**Quoted text**.
───

As police tapped phones, suspect sat on bus bench, loitered in laundromat

By SCOTT HIAASEN, LUISA YANEZ AND DAVID OVALLE

[email protected]

 

While hiding from police during his six-day hiatus from a Miami-Dade County jail, accused rapist Reynaldo E. Rapalo left a digital trail of telephone calls as he tried to enlist friends to help him escape to his native Honduras, investigators said.

 

But help, it seems, was slow in coming to Rapalo.

 

Witnesses said the accused ''Shenandoah Rapist,'' hunted by a police task force after a cinematic Dec. 20 jailbreak, spent the Christmas weekend loitering around a strip mall at Bird Road and Southwest 67th Avenue -- possibly for as long as three days.

 

In the hours before Rapalo was spotted by a passing shopper and arrested Monday night, the fugitive sipped a can of Sprite at a laundromat and sat for hours on a bus bench, witnesses told The Miami Herald.

───

[Data records]
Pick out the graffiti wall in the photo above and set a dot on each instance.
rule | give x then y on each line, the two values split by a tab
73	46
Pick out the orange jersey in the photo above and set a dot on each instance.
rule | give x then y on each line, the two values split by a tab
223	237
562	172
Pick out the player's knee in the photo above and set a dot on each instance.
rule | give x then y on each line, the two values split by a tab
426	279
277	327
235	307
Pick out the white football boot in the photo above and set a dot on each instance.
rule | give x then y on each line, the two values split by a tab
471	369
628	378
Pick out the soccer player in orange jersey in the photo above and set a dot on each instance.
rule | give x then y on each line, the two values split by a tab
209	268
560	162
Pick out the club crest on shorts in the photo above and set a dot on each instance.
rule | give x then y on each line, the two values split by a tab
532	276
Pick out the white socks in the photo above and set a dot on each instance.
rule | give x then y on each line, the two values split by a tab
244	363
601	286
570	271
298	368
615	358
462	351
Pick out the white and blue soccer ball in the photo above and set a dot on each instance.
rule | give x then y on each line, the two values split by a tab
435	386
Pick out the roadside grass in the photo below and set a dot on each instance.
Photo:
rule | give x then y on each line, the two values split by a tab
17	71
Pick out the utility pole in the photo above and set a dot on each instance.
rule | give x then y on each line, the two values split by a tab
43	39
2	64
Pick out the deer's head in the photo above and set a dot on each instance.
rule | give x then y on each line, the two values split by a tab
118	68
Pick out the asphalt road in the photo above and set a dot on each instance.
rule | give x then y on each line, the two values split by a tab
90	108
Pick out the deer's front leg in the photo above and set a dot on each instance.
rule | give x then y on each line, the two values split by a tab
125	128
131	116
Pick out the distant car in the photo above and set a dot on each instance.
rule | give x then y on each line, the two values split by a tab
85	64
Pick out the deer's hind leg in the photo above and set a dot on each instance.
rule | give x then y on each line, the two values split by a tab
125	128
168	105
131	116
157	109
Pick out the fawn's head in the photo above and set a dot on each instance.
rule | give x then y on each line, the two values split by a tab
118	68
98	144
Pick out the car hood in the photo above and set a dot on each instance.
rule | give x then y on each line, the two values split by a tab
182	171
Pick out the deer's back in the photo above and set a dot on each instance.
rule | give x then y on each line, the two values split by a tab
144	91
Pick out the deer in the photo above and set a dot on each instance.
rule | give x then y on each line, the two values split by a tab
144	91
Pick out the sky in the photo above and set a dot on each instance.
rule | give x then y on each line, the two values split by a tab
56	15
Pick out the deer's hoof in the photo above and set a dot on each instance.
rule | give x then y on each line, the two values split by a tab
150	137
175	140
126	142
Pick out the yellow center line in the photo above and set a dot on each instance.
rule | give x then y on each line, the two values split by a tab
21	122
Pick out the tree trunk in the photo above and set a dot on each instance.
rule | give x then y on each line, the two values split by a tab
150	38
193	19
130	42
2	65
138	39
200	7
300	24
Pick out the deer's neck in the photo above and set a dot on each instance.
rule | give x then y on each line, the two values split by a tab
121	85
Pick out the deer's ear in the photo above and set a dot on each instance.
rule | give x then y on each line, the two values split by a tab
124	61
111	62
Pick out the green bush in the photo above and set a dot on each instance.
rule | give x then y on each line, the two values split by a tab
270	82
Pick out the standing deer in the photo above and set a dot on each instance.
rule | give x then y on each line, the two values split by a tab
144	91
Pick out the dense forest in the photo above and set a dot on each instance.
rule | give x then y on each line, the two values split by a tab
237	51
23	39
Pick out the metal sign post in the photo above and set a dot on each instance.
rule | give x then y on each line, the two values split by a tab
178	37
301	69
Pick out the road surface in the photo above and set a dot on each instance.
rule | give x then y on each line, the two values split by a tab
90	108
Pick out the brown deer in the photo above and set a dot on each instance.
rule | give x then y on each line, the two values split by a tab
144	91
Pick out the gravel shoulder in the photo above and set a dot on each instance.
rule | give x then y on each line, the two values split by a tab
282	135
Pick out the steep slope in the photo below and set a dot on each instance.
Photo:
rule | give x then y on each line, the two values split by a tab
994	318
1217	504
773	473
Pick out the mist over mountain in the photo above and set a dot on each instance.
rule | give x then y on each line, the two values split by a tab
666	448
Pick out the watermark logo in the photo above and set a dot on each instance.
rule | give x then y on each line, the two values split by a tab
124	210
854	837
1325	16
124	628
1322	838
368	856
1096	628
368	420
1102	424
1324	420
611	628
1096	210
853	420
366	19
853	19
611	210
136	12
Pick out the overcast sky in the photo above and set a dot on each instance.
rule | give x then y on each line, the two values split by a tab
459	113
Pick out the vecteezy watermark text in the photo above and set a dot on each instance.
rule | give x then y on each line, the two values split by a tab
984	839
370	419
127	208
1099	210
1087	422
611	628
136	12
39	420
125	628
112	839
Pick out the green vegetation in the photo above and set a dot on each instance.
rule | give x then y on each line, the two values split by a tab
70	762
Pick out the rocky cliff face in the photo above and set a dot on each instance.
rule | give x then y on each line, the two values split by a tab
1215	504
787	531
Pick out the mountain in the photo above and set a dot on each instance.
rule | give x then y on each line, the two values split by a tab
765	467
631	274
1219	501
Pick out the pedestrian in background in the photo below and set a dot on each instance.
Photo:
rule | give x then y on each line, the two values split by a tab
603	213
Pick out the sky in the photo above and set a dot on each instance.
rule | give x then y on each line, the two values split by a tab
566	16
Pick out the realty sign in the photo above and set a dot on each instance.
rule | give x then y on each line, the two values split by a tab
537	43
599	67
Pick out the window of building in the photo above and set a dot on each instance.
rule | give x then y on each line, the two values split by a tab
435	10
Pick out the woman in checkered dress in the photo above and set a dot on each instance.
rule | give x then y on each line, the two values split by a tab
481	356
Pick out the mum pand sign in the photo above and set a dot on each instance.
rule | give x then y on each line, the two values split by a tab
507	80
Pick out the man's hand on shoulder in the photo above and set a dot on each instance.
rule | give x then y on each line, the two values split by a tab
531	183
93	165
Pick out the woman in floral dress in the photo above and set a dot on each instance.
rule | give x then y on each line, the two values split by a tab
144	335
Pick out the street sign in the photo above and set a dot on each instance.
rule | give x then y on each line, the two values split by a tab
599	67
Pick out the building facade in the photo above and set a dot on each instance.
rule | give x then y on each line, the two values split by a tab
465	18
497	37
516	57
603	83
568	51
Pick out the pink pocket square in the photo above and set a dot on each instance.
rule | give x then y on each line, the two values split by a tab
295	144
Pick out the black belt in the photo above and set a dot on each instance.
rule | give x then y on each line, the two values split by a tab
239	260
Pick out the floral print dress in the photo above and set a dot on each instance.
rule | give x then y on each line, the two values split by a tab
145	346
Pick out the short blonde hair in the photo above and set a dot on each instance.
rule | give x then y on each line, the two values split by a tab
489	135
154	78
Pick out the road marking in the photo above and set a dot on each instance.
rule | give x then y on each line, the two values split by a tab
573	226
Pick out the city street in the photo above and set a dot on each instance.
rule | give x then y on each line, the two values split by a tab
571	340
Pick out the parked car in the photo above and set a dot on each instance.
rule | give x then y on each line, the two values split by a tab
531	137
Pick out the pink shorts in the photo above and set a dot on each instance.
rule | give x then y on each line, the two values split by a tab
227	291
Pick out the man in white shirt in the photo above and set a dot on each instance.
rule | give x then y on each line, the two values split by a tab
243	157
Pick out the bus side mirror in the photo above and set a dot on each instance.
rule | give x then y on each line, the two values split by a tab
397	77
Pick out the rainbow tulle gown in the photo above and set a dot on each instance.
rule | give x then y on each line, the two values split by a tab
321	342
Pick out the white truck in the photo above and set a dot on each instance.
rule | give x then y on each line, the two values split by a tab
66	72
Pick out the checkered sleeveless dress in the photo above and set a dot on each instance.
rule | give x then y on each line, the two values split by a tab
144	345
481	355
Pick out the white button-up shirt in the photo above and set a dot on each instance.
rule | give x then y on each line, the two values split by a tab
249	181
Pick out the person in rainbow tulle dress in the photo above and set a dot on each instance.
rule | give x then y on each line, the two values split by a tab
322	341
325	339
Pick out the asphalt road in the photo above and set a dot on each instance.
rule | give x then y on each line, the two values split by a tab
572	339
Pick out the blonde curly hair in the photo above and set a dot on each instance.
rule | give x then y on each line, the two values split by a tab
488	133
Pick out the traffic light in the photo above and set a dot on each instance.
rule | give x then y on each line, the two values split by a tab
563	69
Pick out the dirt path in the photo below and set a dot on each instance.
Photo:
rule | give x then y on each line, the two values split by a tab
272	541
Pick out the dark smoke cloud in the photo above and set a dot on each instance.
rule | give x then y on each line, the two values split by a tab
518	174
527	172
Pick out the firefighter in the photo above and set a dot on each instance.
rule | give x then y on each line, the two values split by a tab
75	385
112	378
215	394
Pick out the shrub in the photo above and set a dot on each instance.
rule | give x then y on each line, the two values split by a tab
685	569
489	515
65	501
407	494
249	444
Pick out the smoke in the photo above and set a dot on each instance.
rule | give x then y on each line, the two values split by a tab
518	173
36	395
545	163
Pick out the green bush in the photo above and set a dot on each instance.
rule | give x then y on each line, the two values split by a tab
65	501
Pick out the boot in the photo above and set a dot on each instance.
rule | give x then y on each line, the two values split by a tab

───

**Written exercise A**. In the news article, which intersection was the strip mall where Rapalo spent the Christmas weekend?
**Written exercise B**. Please output the news article's text starting with "[email protected]" and going on through "coming to Rapalo.".

**Task output A**. Bird Road and Southwest 67th Avenue.

**Task output B**.
[email protected]

 

While hiding from police during his six-day hiatus from a Miami-Dade County jail, accused rapist Reynaldo E. Rapalo left a digital trail of telephone calls as he tried to enlist friends to help him escape to his native Honduras, investigators said.

 

But help, it seems, was slow in coming to Rapalo.